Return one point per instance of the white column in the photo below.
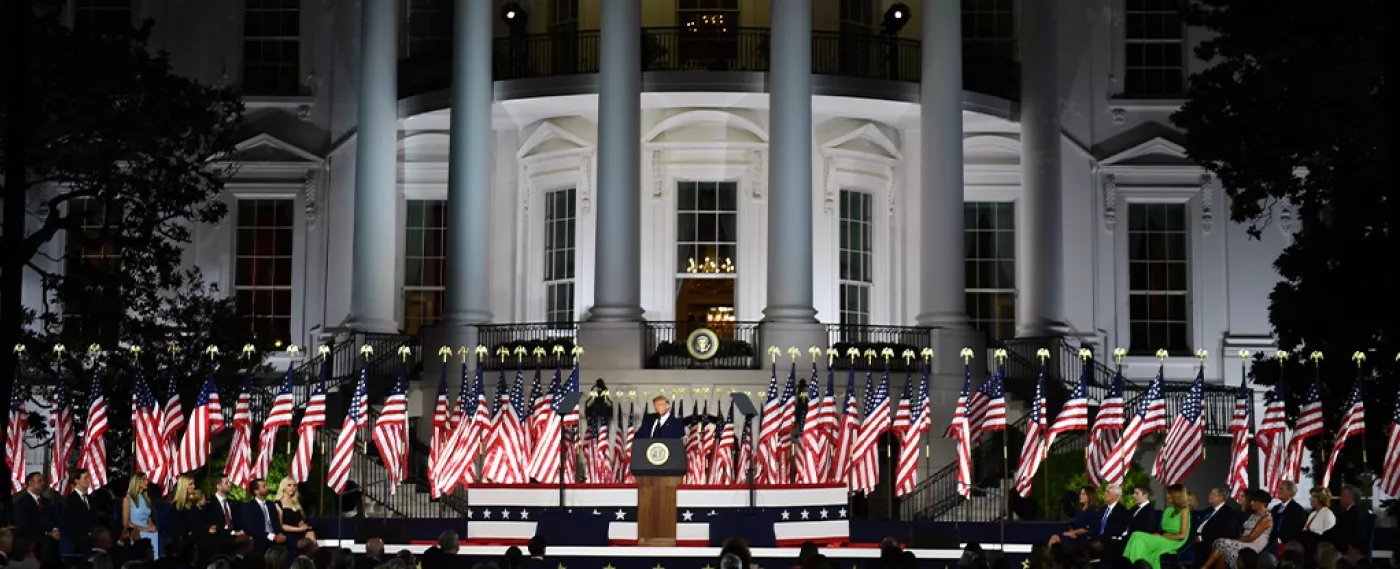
(1039, 241)
(941, 201)
(375, 194)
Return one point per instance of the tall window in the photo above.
(430, 28)
(856, 257)
(989, 30)
(1155, 49)
(272, 44)
(1158, 278)
(101, 16)
(559, 255)
(262, 273)
(424, 262)
(93, 268)
(990, 266)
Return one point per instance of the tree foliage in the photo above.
(1291, 114)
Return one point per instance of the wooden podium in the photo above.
(658, 465)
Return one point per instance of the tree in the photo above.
(111, 154)
(1292, 112)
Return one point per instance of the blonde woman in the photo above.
(136, 513)
(289, 509)
(1176, 526)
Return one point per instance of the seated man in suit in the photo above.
(661, 425)
(1220, 522)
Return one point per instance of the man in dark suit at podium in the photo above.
(661, 425)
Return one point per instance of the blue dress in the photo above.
(142, 513)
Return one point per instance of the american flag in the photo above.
(14, 435)
(391, 432)
(1033, 450)
(441, 429)
(1150, 418)
(311, 419)
(94, 446)
(283, 407)
(1074, 415)
(193, 449)
(1239, 423)
(844, 451)
(1354, 422)
(1273, 439)
(1390, 471)
(865, 465)
(1108, 430)
(356, 418)
(150, 449)
(65, 439)
(1185, 442)
(1308, 426)
(240, 451)
(961, 432)
(920, 422)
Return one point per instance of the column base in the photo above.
(611, 345)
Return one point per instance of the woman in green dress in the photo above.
(1176, 526)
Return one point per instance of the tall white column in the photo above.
(469, 166)
(1039, 241)
(618, 266)
(375, 192)
(940, 139)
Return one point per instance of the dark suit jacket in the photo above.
(674, 428)
(1222, 524)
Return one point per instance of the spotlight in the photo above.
(896, 17)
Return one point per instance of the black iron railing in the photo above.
(739, 346)
(682, 49)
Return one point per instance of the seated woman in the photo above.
(1082, 523)
(1225, 551)
(1176, 526)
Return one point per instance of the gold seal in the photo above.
(657, 454)
(703, 344)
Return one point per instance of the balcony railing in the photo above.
(742, 49)
(739, 346)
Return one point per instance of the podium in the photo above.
(658, 464)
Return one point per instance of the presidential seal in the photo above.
(703, 344)
(657, 454)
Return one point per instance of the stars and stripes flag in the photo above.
(65, 437)
(356, 418)
(94, 436)
(1239, 423)
(1108, 430)
(1306, 426)
(865, 464)
(1273, 439)
(283, 407)
(1354, 422)
(202, 426)
(391, 432)
(543, 457)
(172, 419)
(1033, 450)
(1150, 418)
(14, 435)
(1074, 415)
(146, 425)
(441, 429)
(961, 432)
(846, 439)
(238, 467)
(1390, 468)
(920, 422)
(312, 418)
(1183, 446)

* * * *

Write out every line of the entries above as a JSON list of strings, one string per line, skipping blank lines and leaving out the pictures.

[
  "Return one point per instance of the white column in the photo below.",
  "(1039, 241)",
  "(941, 201)",
  "(375, 194)",
  "Return one point per instance of the tall window in the photo above.",
  "(430, 28)",
  "(856, 257)",
  "(989, 30)",
  "(1155, 49)",
  "(272, 44)",
  "(1158, 278)",
  "(101, 16)",
  "(559, 255)",
  "(262, 273)",
  "(424, 262)",
  "(93, 268)",
  "(990, 266)",
  "Return one point per instance of the tree foliage in the photo above.",
  "(1291, 114)",
  "Return one point per instance of the wooden podium in the photo above.",
  "(658, 465)",
  "Return one point per instance of the tree in the photo above.",
  "(111, 154)",
  "(1292, 112)",
  "Return one point per instance of the blonde woman in the photo above.",
  "(136, 513)",
  "(289, 509)",
  "(1176, 526)",
  "Return one point per instance of the seated man in suit in the photo above.",
  "(661, 425)",
  "(1220, 522)",
  "Return one point per instance of the man in dark suit at podium in the photo above.",
  "(661, 425)",
  "Return one point per instance of the blue dress in the photo above.",
  "(142, 513)",
  "Return one point per instance of the american flag in the photo above.",
  "(14, 435)",
  "(391, 432)",
  "(1033, 450)",
  "(441, 429)",
  "(1150, 418)",
  "(311, 419)",
  "(94, 446)",
  "(283, 407)",
  "(1074, 415)",
  "(193, 449)",
  "(1239, 423)",
  "(844, 451)",
  "(1354, 422)",
  "(1273, 439)",
  "(1390, 471)",
  "(865, 465)",
  "(1108, 430)",
  "(356, 418)",
  "(150, 449)",
  "(65, 439)",
  "(1185, 442)",
  "(1308, 426)",
  "(240, 451)",
  "(961, 432)",
  "(920, 422)",
  "Return one point per instance of the column base in the photo above.",
  "(611, 345)",
  "Return one point per instance of the woman in green dress in the photo above.",
  "(1176, 526)",
  "Return one point per instance of the tall white column in the photo above.",
  "(469, 166)",
  "(1039, 241)",
  "(618, 266)",
  "(375, 192)",
  "(940, 139)",
  "Return one point per instance of the dark suit jacket in the photo above.",
  "(674, 428)",
  "(1222, 524)",
  "Return one point per instance of the spotlight in the photo above.",
  "(896, 17)",
  "Return one point per instance of the black iron railing in the photo above.",
  "(739, 346)",
  "(682, 49)",
  "Return one point per instance of the seated woman in the photo above.",
  "(1082, 523)",
  "(1225, 551)",
  "(1176, 526)",
  "Return one point per instance of the gold seal in the photo above.",
  "(657, 454)",
  "(703, 344)",
  "Return one point per instance of the balcony railing in the photo above.",
  "(742, 49)",
  "(739, 346)",
  "Return one point per instance of the podium in the photo above.",
  "(658, 464)",
  "Return one point per instance of the presidential seal in the photo above.",
  "(703, 344)",
  "(657, 454)",
  "Return one point per instance of the stars and stripes flag in the photo above.",
  "(65, 437)",
  "(356, 418)",
  "(94, 436)",
  "(1239, 423)",
  "(1108, 430)",
  "(1306, 426)",
  "(865, 464)",
  "(1273, 439)",
  "(283, 407)",
  "(1354, 422)",
  "(202, 426)",
  "(391, 432)",
  "(543, 457)",
  "(172, 419)",
  "(1033, 450)",
  "(1150, 418)",
  "(14, 435)",
  "(1074, 415)",
  "(146, 425)",
  "(441, 429)",
  "(961, 432)",
  "(846, 439)",
  "(238, 467)",
  "(1390, 468)",
  "(920, 422)",
  "(312, 418)",
  "(1183, 446)"
]